--- Entries ---
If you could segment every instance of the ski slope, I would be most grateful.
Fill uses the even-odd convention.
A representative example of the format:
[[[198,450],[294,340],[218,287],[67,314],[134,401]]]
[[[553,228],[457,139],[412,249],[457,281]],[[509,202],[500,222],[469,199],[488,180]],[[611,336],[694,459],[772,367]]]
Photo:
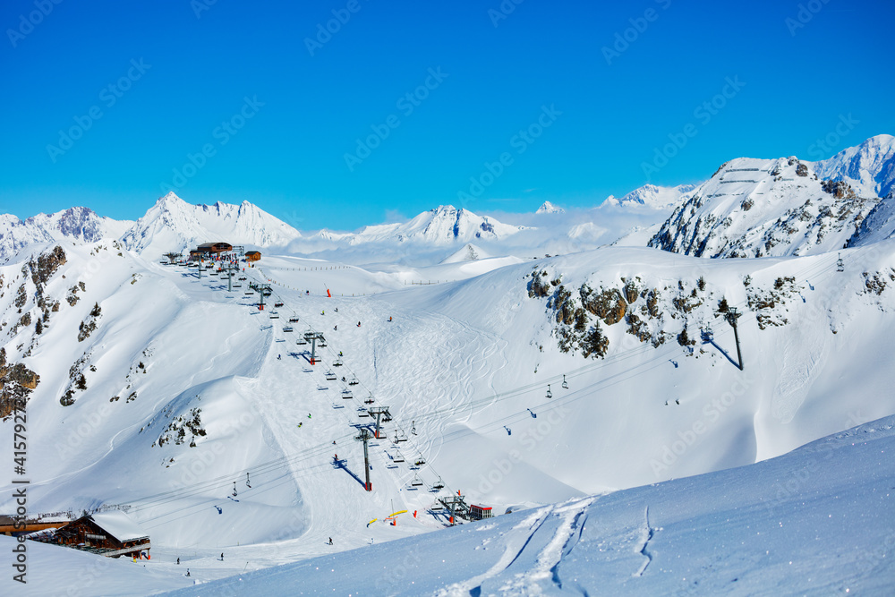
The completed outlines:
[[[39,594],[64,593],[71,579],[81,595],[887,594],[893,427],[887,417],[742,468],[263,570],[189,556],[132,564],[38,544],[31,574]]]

--- Exercise details ---
Can you render the material above as a Markdown table with the columns No. and Text, with one numbered row per line, blank lines skipped and the pictures left out?

--- Solution to the problem ---
| No. | Text |
|---|---|
| 1 | If you could segment every instance of the ski slope, I would be most grateful. |
| 2 | Fill uses the even-odd convention. |
| 3 | A representative example of the format: |
| 4 | [[[198,450],[294,340],[218,287],[67,314],[134,401]]] |
| 5 | [[[553,228],[457,139],[412,249],[457,281]],[[509,202],[500,222],[469,199],[488,180]],[[611,336],[694,459],[772,367]]] |
| 6 | Photo: |
| 7 | The completed outlines: |
| 8 | [[[39,594],[64,593],[71,579],[81,595],[887,594],[893,427],[887,417],[742,468],[263,570],[189,556],[132,564],[38,544],[31,574]]] |